(Beginning of Input material)
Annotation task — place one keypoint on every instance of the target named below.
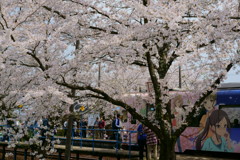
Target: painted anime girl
(217, 123)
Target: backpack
(114, 124)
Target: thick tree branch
(102, 95)
(54, 11)
(198, 103)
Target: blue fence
(118, 137)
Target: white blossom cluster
(45, 46)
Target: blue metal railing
(116, 135)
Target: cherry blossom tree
(52, 53)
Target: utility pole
(99, 73)
(70, 120)
(69, 133)
(179, 76)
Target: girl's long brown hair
(215, 117)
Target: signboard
(80, 108)
(92, 118)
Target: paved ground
(188, 157)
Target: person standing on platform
(151, 143)
(96, 128)
(101, 126)
(83, 126)
(141, 140)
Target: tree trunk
(167, 150)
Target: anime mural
(218, 129)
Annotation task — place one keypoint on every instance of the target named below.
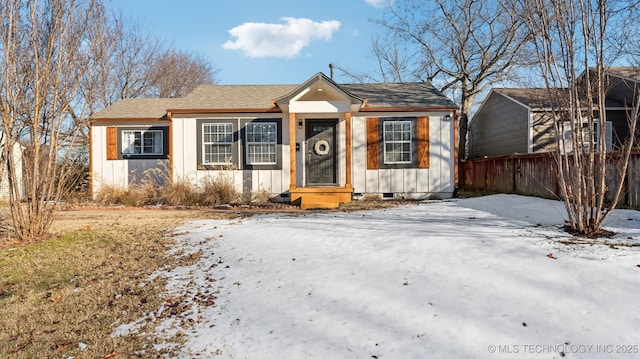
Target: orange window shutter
(373, 144)
(423, 142)
(112, 143)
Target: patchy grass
(63, 297)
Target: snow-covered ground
(467, 278)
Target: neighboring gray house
(517, 120)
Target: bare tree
(41, 63)
(125, 61)
(574, 46)
(461, 46)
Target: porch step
(319, 201)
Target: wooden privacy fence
(535, 175)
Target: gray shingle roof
(234, 96)
(261, 97)
(137, 108)
(401, 95)
(540, 98)
(629, 72)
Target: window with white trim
(142, 142)
(397, 142)
(261, 143)
(217, 143)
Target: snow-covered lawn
(466, 278)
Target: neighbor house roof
(629, 72)
(541, 98)
(401, 95)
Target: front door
(321, 152)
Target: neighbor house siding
(499, 128)
(543, 133)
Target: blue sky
(265, 42)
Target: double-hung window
(217, 143)
(261, 143)
(397, 145)
(142, 142)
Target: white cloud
(279, 40)
(378, 3)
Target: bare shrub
(218, 190)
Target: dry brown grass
(65, 296)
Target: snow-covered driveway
(469, 278)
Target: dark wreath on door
(321, 152)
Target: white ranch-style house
(317, 144)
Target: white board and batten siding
(187, 168)
(118, 173)
(415, 183)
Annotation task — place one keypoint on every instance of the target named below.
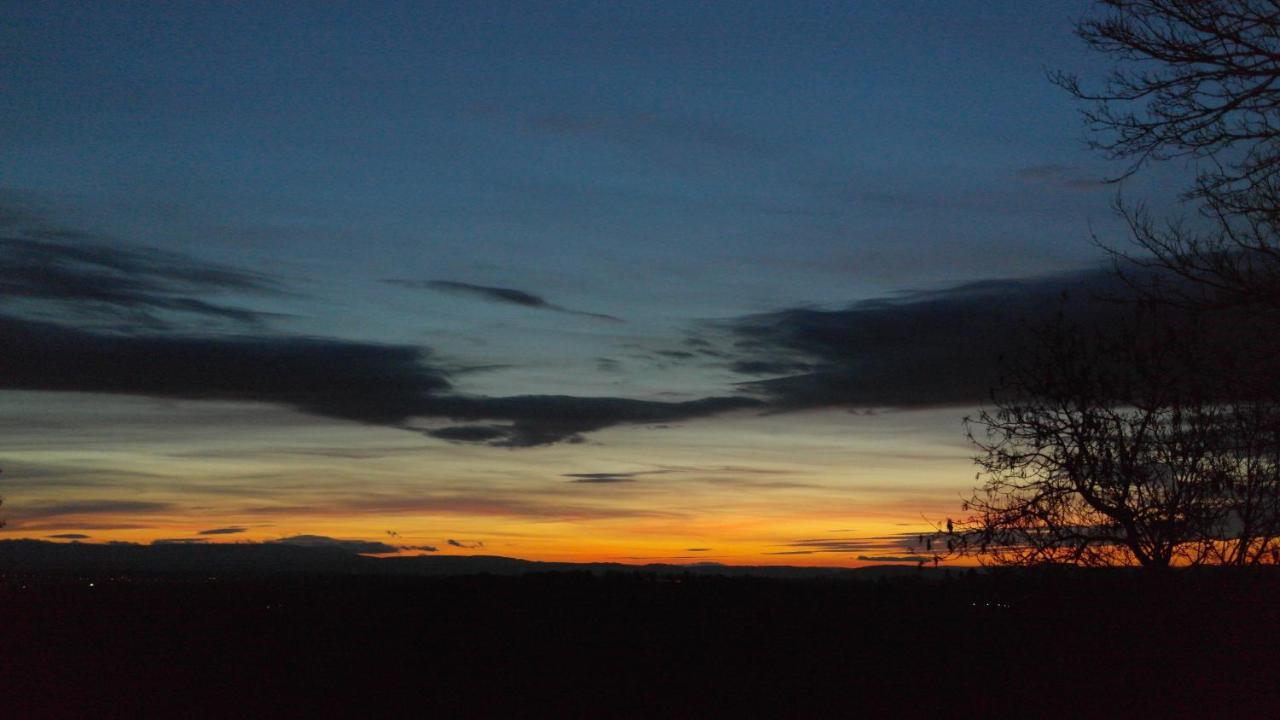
(End of Input material)
**What you should do**:
Please write out all the entries above exactly, but leave out the pictures.

**Task answer**:
Annotation task — place one keypoint on every instance of the target named below.
Target: painted anime girl
(217, 123)
Target: backpack
(114, 124)
Target: thick tree branch
(102, 95)
(54, 11)
(198, 103)
Target: blue fence
(118, 137)
Target: white blossom cluster
(45, 46)
Target: blue metal railing
(116, 135)
Target: cherry blossom tree
(52, 53)
Target: utility pole
(99, 73)
(70, 120)
(69, 133)
(179, 76)
Target: girl's long brown hair
(215, 117)
Target: signboard
(80, 108)
(92, 118)
Target: paved ground
(188, 157)
Target: person standing on platform
(151, 143)
(96, 128)
(101, 126)
(83, 126)
(141, 140)
Target: tree trunk
(167, 150)
Target: anime mural
(218, 129)
Annotation task — place one keypoint on every instance of the target named below.
Target: orange window shutter
(373, 144)
(423, 142)
(112, 143)
Target: patchy grass
(63, 297)
Target: snow-covered ground
(467, 278)
Target: neighboring gray house
(517, 120)
Target: bare tree
(41, 63)
(125, 61)
(574, 46)
(461, 46)
Target: porch step
(319, 201)
Target: wooden privacy fence
(535, 175)
Target: gray shingle roof
(234, 96)
(261, 97)
(137, 108)
(401, 95)
(540, 98)
(629, 72)
Target: window with white trim
(142, 142)
(397, 142)
(261, 143)
(217, 143)
Target: snow-covered lawn
(466, 278)
Target: neighbor house roof
(629, 72)
(541, 98)
(401, 95)
Target: front door
(321, 152)
Target: neighbor house siding
(499, 128)
(543, 133)
Target: blue sky
(265, 42)
Target: double-hung window
(217, 143)
(261, 143)
(397, 145)
(142, 142)
Target: white cloud
(279, 40)
(378, 3)
Target: bare shrub
(218, 190)
Target: dry brown grass
(65, 296)
Target: snow-covered driveway
(469, 278)
Target: dark wreath on door
(321, 152)
Target: white ranch-style house
(317, 144)
Target: white board and batten siding
(187, 168)
(118, 173)
(415, 183)
Annotation task — place one keypoint on every instance of the target named below.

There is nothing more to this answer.